BANDAR LAMPUNG – Terbukanya kongkalikong berbagai pihak untuk mendapat bagian dari dana bantuan operasional sekolah (BOS) di Lampung, sungguh memprihatinkan.
Betapa tidak. Aparatur pemerintah yang bertugas sebagai tim pengawas penggunaan dana BOS malah meminta upeti dari uang rakyat yang semestinya untuk menunjang peningkatan kualitas belajar mengajar tersebut.
Itu sebabnya, di mata Direktur Masyarakat Peduli Demokrasi & Hukum (MPDH) Provinsi Lampung, Jupri Karim, oknum pengawas yang mendapat upeti dalam menjalankan tugasnya tidak cukup hanya diberi sanksi disiplin.
“Adanya oknum tim pengawas menerima upeti dana BOS ini merupakan persoalan serius. Karena sudah memenuhi unsur tindak pidana korupsi. Jadi pelakunya tidak cukup hanya disanksi sesuai PP 94 Tahun 2021 tentang Disiplin Pegawai Negeri Sipil,” tegas Jupri Karim, Rabu (23/8/2023).
Seperti diberitakan sebelumnya, dari uji petik terhadap 20 SMA yang mendapat dana BOS pada tahun amggaran 2022, BPK RI Perwakilan Lampung menemukan bukti adanya upeti bagi tim pengawas internal bentukan Pemprov Lampung. Jumlahnya puluhan juta.
Rekomendasi BPK atas kasus penilepan dana BOS tersebut agar ditindaklanjuti oleh Inspektorat Lampung.
Menurut Jupri Karim, suatu perbuatan masuk dalam kategori korupsi sangat jelas tolok ukurnya. Yaitu merugikan keuangan negara atau daerah, memperkaya diri sendiri atau orang lain, atau korporasi.
“Dari 20 sekolah penerima BOS yang diuji petik oleh BPK saja, diketemukan pemberian upeti untuk tim pengawas sebesar Rp 41.656.000. Padahal, jumlah sekolah yang mendapat dana BOS mencapai ratusan. Bisa diduga, praktik memotong dana BOS untuk upeti kepada tim pengawas ini dilakukan secara sistemik dan menyeluruh. Bagi saya, aparatur pemerintah yang melakukan korupsi sama saja dengan maling,” lanjut pengamat dari UIN Radin Inten Lampung ini.
Selain pemberian upeti bagi tim pengawas jelas-jelas terindikasi masuk ranah korupsi, Jupri menambahkan, apa yang dilakukan mereka telah melanggar Peraturan Pemerintah nomor 94 tahun 2021 tentang Disiplin Pegawai Negeri Sipil.

Petunjuk Tugas:
#1 Apakah tiap pernyataan berikut sesuai dengan berita di atas? Jawab ya atau tidak untuk masing-masing, lalu kutip persis kata-kata dari berita yang jadi penentunya. (a) BPK melakukan uji petik terhadap 20 sekolah penerima dana BOS. (b) Menurut Jupri Karim, sanksi disiplin sudah cukup bagi oknum pengawas yang menerima upeti. (c) BPK merekomendasikan agar kasus ini ditindaklanjuti oleh Inspektorat Lampung.
#2 Salin persis bagian berita di atas, dimulai dari "Selain pemberian upeti" dan diakhiri dengan "Pegawai Negeri Sipil.".

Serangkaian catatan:
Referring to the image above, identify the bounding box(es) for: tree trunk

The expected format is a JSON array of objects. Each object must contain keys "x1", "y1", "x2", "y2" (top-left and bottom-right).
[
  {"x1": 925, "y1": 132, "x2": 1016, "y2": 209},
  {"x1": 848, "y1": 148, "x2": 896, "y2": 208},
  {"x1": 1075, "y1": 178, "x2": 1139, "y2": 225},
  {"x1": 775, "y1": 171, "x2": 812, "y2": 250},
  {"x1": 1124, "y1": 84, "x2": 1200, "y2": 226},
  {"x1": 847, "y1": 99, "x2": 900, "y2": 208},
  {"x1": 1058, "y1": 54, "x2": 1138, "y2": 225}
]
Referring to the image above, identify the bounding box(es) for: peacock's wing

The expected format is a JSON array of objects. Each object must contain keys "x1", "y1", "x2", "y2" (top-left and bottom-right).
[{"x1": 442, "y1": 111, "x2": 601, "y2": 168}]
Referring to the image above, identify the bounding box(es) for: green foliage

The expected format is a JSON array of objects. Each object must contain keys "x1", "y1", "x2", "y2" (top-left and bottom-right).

Jawaban Lengkap:
#1
(a) Ya: "Dari 20 sekolah penerima BOS yang diuji petik oleh BPK saja"
(b) Tidak: "oknum pengawas yang mendapat upeti dalam menjalankan tugasnya tidak cukup hanya diberi sanksi disiplin"
(c) Ya: "agar ditindaklanjuti oleh Inspektorat Lampung"

#2
Selain pemberian upeti bagi tim pengawas jelas-jelas terindikasi masuk ranah korupsi, Jupri menambahkan, apa yang dilakukan mereka telah melanggar Peraturan Pemerintah nomor 94 tahun 2021 tentang Disiplin Pegawai Negeri Sipil.